*Job 1*
Update the Jackson 8-string thread from "If your not" to "OzzyC (Aug 10, 2007)", changing "Japan" to "Mexico".
*Job 2*
List each username that heads a post in the Jackson 8-string thread, naming each one only once.

# Jackson 8 string COW



## mikernaut (Aug 10, 2007)

If your not a member over at the JCF, apparently there is atleast 1 Jackson 8 string in the works. A 8 string COW. Sounds like it will made in Japan based off of Christians other Cow sigs. 


8-string Jackson Guitars - Page 2 - JCF Online


----------



## OzzyC (Aug 10, 2007)

[action=OzzyC]awaits Vegeta's responce to this thread[/action]


----------



## cow 7 sig (Aug 10, 2007)

interesting


----------



## Desecrated (Aug 10, 2007)

Wow as suspected the people in that thread are idiots.


----------



## eaeolian (Aug 10, 2007)

Desecrated said:


> Wow as suspected the people in that thread are idiots.



The Jackson community has not been very, um, open-minded about ERG in general. There are exceptions, but I pretty much stopped posting over there once I found this place...


----------



## cow 7 sig (Aug 10, 2007)

eaeolian said:


> The Jackson community has not been very, um, open-minded about ERG in general. There are exceptions, but I pretty much stopped posting over there once I found this place...

*Supplied material*
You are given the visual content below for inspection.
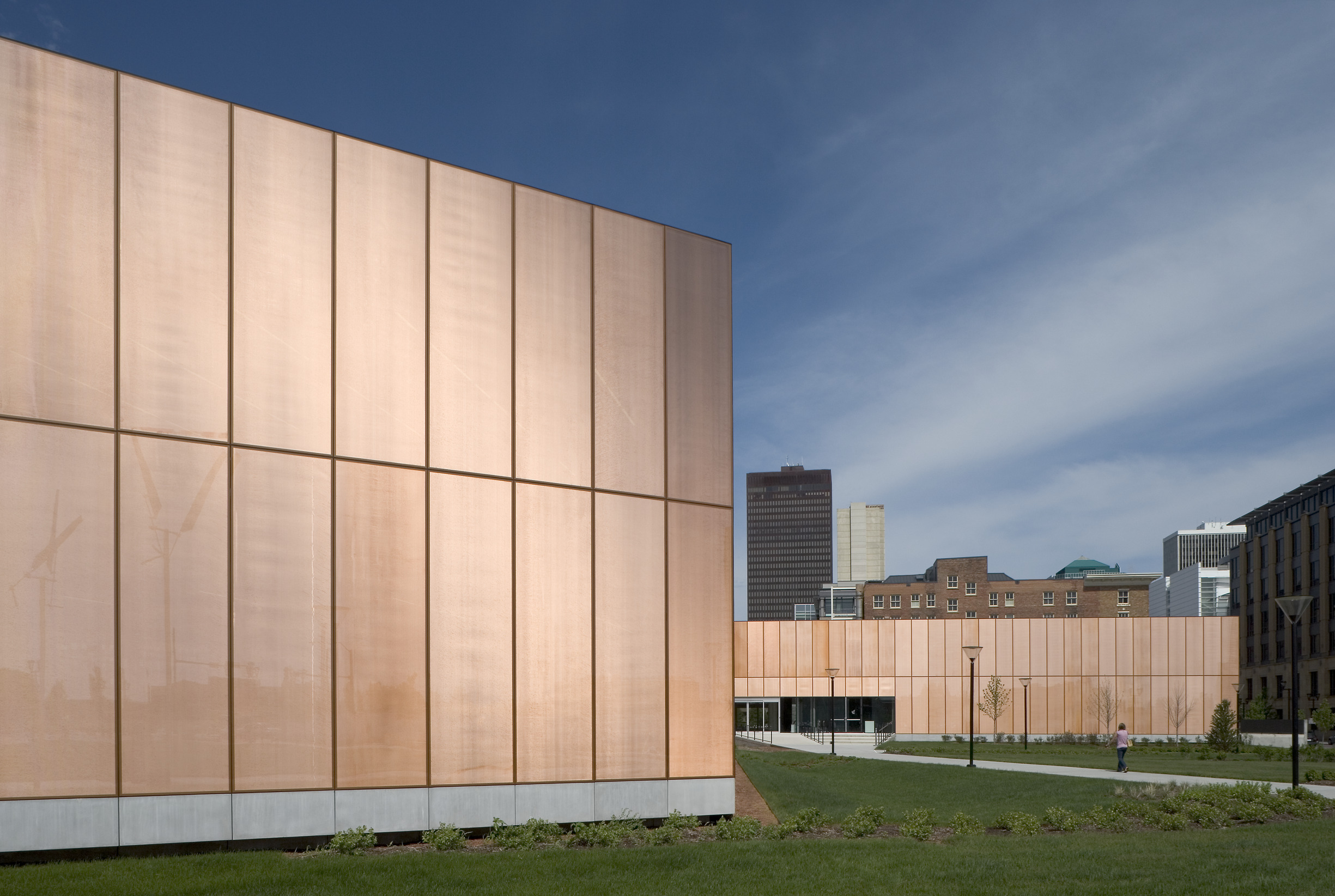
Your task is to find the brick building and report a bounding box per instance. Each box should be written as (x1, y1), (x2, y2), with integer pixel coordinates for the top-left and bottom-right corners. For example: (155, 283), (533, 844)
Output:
(863, 557), (1159, 620)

*Task result 1*
If your not a member over at the JCF, apparently there is atleast 1 Jackson 8 string in the works. A 8 string COW. Sounds like it will made in Mexico based off of Christians other Cow sigs. 


8-string Jackson Guitars - Page 2 - JCF Online


----------



## OzzyC (Aug 10, 2007)

*Task result 2*
- mikernaut
- OzzyC
- cow 7 sig
- Desecrated
- eaeolian